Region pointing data
◇ ◇ ◇ ◇
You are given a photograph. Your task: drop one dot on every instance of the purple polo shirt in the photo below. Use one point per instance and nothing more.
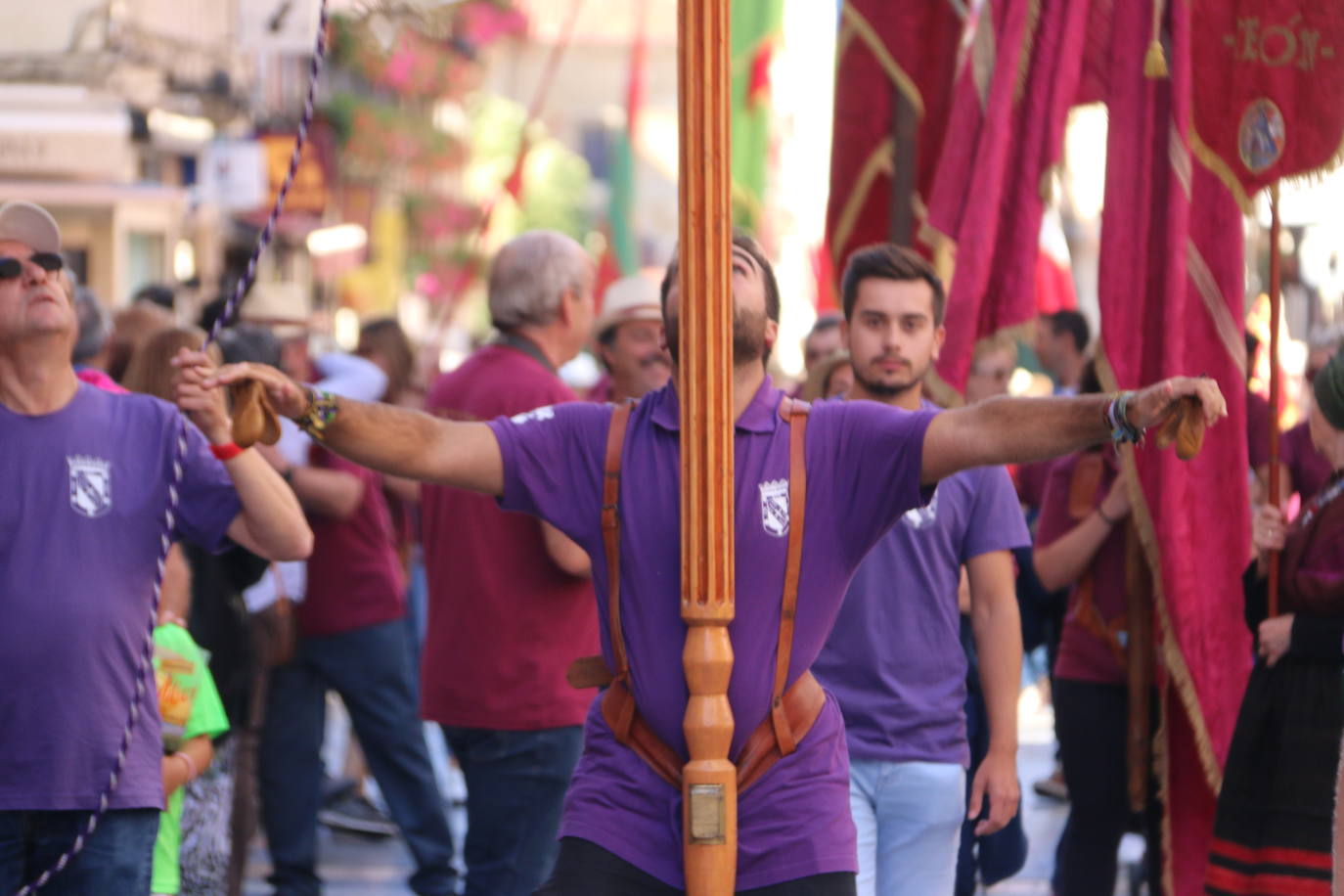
(85, 490)
(863, 473)
(894, 658)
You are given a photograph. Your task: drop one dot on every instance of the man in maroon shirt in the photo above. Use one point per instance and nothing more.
(352, 639)
(510, 601)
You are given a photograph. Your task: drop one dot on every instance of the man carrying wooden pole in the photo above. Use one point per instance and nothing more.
(701, 776)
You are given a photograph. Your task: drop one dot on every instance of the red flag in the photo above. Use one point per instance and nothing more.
(1012, 97)
(1269, 89)
(1171, 297)
(884, 49)
(758, 89)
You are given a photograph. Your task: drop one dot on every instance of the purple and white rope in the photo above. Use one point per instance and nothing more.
(179, 453)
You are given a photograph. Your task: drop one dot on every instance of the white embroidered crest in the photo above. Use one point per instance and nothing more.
(775, 507)
(90, 485)
(924, 516)
(539, 414)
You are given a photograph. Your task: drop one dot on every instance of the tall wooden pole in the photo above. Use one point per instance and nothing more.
(710, 798)
(1275, 497)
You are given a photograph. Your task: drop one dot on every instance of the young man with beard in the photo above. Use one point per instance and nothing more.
(894, 658)
(866, 465)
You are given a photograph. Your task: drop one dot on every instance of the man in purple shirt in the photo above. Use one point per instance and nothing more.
(85, 479)
(894, 658)
(867, 465)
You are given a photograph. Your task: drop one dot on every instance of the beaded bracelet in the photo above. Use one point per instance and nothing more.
(1117, 421)
(322, 411)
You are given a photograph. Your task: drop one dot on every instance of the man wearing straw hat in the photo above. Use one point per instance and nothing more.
(866, 465)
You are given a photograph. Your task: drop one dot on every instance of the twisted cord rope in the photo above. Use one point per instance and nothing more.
(179, 453)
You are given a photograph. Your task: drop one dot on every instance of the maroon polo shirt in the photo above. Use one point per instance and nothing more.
(504, 621)
(1308, 468)
(1084, 655)
(354, 575)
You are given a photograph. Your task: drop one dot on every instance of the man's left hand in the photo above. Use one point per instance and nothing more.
(1276, 637)
(996, 781)
(1150, 406)
(204, 406)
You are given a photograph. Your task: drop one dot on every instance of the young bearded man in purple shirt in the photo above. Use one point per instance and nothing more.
(867, 465)
(85, 478)
(894, 658)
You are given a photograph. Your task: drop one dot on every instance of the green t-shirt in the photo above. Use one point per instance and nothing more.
(190, 707)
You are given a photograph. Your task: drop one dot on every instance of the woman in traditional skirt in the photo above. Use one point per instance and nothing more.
(1272, 835)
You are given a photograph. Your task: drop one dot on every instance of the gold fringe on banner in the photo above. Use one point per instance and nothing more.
(1221, 169)
(1154, 61)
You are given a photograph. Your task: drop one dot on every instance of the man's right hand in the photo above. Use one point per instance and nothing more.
(287, 396)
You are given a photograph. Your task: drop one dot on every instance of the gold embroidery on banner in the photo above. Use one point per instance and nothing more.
(879, 161)
(1170, 650)
(983, 55)
(1027, 47)
(1215, 304)
(879, 50)
(1277, 46)
(1181, 160)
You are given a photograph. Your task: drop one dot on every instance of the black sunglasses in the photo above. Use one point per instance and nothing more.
(13, 267)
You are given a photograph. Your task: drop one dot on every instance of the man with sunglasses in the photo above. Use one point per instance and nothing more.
(866, 465)
(83, 490)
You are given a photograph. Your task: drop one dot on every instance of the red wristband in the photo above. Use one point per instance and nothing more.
(226, 452)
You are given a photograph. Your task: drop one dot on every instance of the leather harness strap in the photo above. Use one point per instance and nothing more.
(611, 531)
(796, 416)
(791, 711)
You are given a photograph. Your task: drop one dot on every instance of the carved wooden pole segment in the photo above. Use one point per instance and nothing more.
◇ ◇ ◇ ◇
_Your task_: All of the data should be returned word for word, with each picture left out.

_Written solution_:
You are given a photograph. Your task: drop one dot on every instance of the purple polo shirt in the photo below. Use one point per instance and nothing more.
(85, 490)
(863, 473)
(894, 658)
You are given a photograph. Your task: drop one dot on every instance of the man in maroon shirt in the photo above. Use one point per instance and nothing more.
(352, 639)
(510, 601)
You are given a photograph. Your task: drop one dot on every instance of the man carrying wooden pole in the photo above. Use one point per instance and nothing more.
(701, 776)
You are given a photograph. Your task: drop one dot on every instance of the red flag in the photo above. Use one point per instance and nothing more.
(1012, 97)
(1269, 89)
(1171, 297)
(884, 49)
(758, 89)
You are given a photograph. Your task: drop one dot on every instance of the purple and white rope in the photo above. Use one point per instance and nothing more.
(179, 453)
You are given a photograph. Your task: drop one dot on every instance of the white embroidered crest in the photo above. Use one point per instance and nothing more.
(775, 507)
(90, 485)
(924, 516)
(539, 414)
You are given a photograph. Your task: drop one dot on every instance of the tall wooden pole in the photo above. Use one point per instance and nothing more.
(710, 798)
(1275, 497)
You are given a photograph. Your task: drop one dot on every instance of the young man with beard in the photo above. Use one point per instance and nothing more.
(894, 658)
(866, 465)
You are given a photograph. Your task: drop one dot on every instance of the man in purple shirt in the photo above. Use one point per instance and nothing more.
(85, 479)
(894, 658)
(867, 465)
You are given a photograph. Your task: drop one dot on every instance of the beaded bracelet in the photo above. Use one point per instance and nothing more.
(1117, 421)
(322, 411)
You are given a photograph. Your task: drop one dot on every instance of the man wearing straw hat in the photo above. Use one point per instance and nothing more.
(866, 465)
You are given a photograph. Your task: drop one dot on every instance of the twisted cord rope in the photo above. Use one point per instance and nothing more.
(179, 453)
You are given a photograph. Your task: drop one dot on every instance of the maroon polo shirt in the photo above. Use one point per instance and nothing more.
(504, 621)
(1308, 468)
(1084, 655)
(354, 575)
You are given a photograph. Your task: drop one dot on every instance of the man's left hand in the photo above. Use one point per instance and nothing more.
(1276, 637)
(996, 781)
(1150, 406)
(204, 406)
You are given a photograph. Your task: drop one dot on every instance of the young bearded man in purple shirt in the photo above. Use one point per instance and nothing more.
(867, 465)
(85, 478)
(894, 658)
You are given a photograph. Your task: drop one dot on every instance of the green t-shirt in the photo above. Use one point per instance and nothing more.
(190, 707)
You are given a photograph. Your task: drop one dot on every instance of the woman in traditional skirt in the photo above. Use one point per instance and nothing more.
(1272, 835)
You are given a photograph. Your task: drop one dot on every instance of the gold fringe on banner in the photo above. Use one point per instance and nothing more.
(1221, 169)
(1154, 61)
You are given a photograph. Your task: drop one dot on every instance of the man's right hand in the photo above. Use one point per instance and nothing more.
(287, 396)
You are given a photograph. Your task: drop one dot on every instance of the gold embroidery on banner in the photo above. Use one point per instance and nothing more.
(879, 161)
(1170, 650)
(983, 55)
(1027, 47)
(1215, 304)
(879, 50)
(1277, 46)
(1181, 160)
You are given a photograph. Your task: drop one dot on every instance of the black sunglasses in the photo above. Use one point per instance and nothing more.
(13, 267)
You are given a photograph. Your task: drop one dot on every instance of the man with sunglasses in the photo above. Use one point per instance and nothing more.
(866, 465)
(83, 490)
You are given a photograph. Your task: drop one dot on every instance of the red wristband in the photo above. Use one point per instance and nothing more.
(226, 452)
You are given a photograph. Your task: drop one dot on every instance of the leather harness strap in the photo above. Use one point per instance and nothing more.
(611, 531)
(796, 416)
(791, 711)
You are given a photograph. Your task: drop one dot on every instance of the carved wooden pole segment in the photo above. Use one point per instance and nothing more.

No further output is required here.